**Directive**
Every record here should be printed again exactly.

**Information shown**
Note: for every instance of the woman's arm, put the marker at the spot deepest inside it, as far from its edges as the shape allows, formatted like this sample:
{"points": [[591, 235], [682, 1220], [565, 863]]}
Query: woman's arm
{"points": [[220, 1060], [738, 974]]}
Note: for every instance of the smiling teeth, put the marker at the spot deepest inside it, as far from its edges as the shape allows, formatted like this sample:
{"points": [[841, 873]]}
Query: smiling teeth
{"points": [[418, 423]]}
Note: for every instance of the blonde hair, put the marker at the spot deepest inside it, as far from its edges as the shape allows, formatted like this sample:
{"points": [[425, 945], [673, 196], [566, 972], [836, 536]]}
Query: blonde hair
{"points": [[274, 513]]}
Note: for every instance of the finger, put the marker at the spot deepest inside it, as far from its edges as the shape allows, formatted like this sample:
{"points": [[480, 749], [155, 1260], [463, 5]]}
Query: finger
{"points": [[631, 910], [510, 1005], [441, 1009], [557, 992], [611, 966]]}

**Complete response**
Note: for every instance of the woman's arm, put the marker at the spot deepest inside it, as far from its edges as the shape allows, formatted like this sample:
{"points": [[591, 235], [682, 1220], [565, 863]]}
Query: woman's arm
{"points": [[220, 1060], [738, 974]]}
Note: for every instance of the smiling teeth, put the marker at the spot deepest inside it, as far from its edges as the shape allows, formatted like this sample:
{"points": [[841, 873]]}
Query: smiling teeth
{"points": [[418, 423]]}
Note: for every instance of the blonde hair, put the marker at the spot deepest inside it, as far from its edges as the shape allows, formatted like this sample:
{"points": [[425, 945], [673, 196], [566, 972], [836, 536]]}
Query: blonde hair
{"points": [[274, 513]]}
Note: for every instance of the finger, put the marker at the spot deepest inside it, as far from its edges as the shape allows, formatted like this sample:
{"points": [[480, 749], [155, 1260], [463, 5]]}
Query: finger
{"points": [[631, 910], [510, 1005], [441, 1009], [557, 992], [611, 966]]}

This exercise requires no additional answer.